How to complete this task —
Copy out all the entries exactly.

Given records: Begin

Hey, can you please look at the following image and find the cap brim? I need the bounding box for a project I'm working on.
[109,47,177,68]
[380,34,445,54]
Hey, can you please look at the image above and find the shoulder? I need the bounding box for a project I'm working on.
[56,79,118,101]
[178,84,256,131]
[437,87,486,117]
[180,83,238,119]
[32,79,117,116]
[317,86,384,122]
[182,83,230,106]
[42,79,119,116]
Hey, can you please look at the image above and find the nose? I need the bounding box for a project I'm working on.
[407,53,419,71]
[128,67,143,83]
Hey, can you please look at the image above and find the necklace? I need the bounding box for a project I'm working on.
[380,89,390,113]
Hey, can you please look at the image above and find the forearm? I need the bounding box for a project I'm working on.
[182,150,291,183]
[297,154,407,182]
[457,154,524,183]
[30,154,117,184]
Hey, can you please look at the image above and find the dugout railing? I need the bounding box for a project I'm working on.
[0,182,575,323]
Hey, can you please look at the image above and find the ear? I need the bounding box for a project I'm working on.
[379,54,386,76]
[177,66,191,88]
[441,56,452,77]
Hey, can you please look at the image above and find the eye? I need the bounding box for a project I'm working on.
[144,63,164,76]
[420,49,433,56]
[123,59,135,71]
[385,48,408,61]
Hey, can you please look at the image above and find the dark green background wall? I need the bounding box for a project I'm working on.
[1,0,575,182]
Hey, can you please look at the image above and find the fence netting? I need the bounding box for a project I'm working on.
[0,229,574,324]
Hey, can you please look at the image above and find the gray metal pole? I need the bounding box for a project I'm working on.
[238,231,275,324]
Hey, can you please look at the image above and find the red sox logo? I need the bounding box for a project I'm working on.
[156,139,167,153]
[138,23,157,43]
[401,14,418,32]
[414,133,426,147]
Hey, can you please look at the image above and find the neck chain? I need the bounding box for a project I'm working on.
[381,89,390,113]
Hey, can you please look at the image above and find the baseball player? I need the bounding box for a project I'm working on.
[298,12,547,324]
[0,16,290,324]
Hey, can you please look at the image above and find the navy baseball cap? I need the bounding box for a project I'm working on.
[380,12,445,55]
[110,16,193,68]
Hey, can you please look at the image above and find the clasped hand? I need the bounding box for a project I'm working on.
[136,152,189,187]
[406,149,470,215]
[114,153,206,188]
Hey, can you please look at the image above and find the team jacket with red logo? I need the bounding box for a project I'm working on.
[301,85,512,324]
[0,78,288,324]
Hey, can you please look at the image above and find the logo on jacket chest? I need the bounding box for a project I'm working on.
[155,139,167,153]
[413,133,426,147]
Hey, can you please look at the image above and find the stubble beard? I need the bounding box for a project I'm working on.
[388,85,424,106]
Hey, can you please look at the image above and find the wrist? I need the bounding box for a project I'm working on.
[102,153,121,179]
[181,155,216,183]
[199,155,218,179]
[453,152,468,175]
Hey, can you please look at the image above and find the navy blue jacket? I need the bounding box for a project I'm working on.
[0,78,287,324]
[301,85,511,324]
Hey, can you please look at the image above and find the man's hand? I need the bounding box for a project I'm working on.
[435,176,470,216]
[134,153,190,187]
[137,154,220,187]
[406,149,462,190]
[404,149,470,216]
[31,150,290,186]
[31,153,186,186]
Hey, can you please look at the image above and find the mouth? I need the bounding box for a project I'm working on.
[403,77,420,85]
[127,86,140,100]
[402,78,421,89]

Given records: End

Answer area —
Hey, can you please look at the following image and find the cap brim? I need the bounding box for a project I'm working on.
[109,47,177,68]
[380,34,445,54]
Hey, can you please look at the image above and find the shoulder? I need the bounding box for a project I'm working on.
[56,79,118,101]
[178,84,256,131]
[437,87,486,117]
[180,83,238,119]
[32,79,117,116]
[317,86,384,122]
[182,83,230,106]
[42,79,119,116]
Hey, can you please look at the image above and find the nose? I need the bounding box for a project I'm working on.
[407,53,419,71]
[128,67,143,83]
Hey, can you please look at the image above and find the necklace? I need the bounding box for a project I'm working on.
[380,89,390,113]
Hey, can you please look at the image above and find the forearm? I need the bounding box for a project I'm working on.
[182,150,291,183]
[297,154,407,182]
[457,154,524,183]
[30,154,117,184]
Hey, can you please look at the image above and find the dugout railing? I need the bounding box for a project I'm working on.
[0,182,575,323]
Hey, can you please look at the image above and find the ear? I need the bounding box for a project I'm working on.
[379,54,386,76]
[177,66,191,88]
[441,56,452,77]
Hey, can you please look at the image above and find the eye? I need the bounding box for a project I'm working on.
[144,63,164,76]
[420,49,433,56]
[123,59,135,71]
[385,48,408,61]
Hey, can you please look at the image above and find the dark green background wall? I need the bounding box for a project I'm working on.
[1,0,575,182]
Hey, can you please look at the image above and find the fence netting? I need the bounding box for a project I'm working on.
[0,229,574,324]
Hey, can you please look at the image above and find the gray metal pole? I need the bounding box for a project I'm working on.
[238,231,275,324]
Hey, can you please look at the image above and find the red sox logo? I need the bounding box for a project I'm working on.
[156,139,167,153]
[138,23,157,43]
[401,14,418,32]
[414,133,426,147]
Hey, can you please look at the image above and find the neck chain? I need the bounding box for a project I'm working on.
[381,89,390,113]
Hey, can you please look at the image above and find the baseball player? I need the bounding box for a project I'm working on.
[298,12,547,324]
[0,16,290,324]
Hey, can you please look at the image above and find the navy baseball cap? I need the bounding box for a project I'm working on.
[380,12,445,55]
[110,16,193,68]
Hey, can you please look at the image above and find the clasped hand? I need the bounding box for a project I'm working on.
[136,152,189,187]
[406,149,470,215]
[114,153,206,188]
Hey, can you please look at the image above and find the team jacket with red logo? I need the bounding box for a project I'm working on.
[301,85,512,324]
[0,78,288,324]
Hey, can you please look at the image above and find the logo on jacket chest? I need the bounding box for a project I'm working on.
[155,139,167,153]
[413,133,426,147]
Hey, can you please look at the image above and find the stubble beard? I need the bounding box for a project I'm working on.
[388,85,424,106]
Hey, can you please look at the image above and find the wrist? I need the bounding box for a project I'm working on.
[102,153,121,179]
[181,155,216,183]
[199,155,218,179]
[453,152,468,175]
Hey, can you please look at the image above and find the navy blue jacket? I need the bounding box for a project I'm working on.
[0,78,287,324]
[301,85,511,324]
Hey, can you please look at the image above and find the man's hand? I need the bounding box for a project I'm working on.
[435,176,470,216]
[134,153,190,187]
[137,154,220,187]
[406,149,462,190]
[404,149,470,216]
[31,150,290,186]
[31,153,186,186]
Hey, can you please look at the image above and find the mouth? I need the bounding box for a project I'm working on.
[403,77,420,85]
[127,86,140,100]
[402,78,421,89]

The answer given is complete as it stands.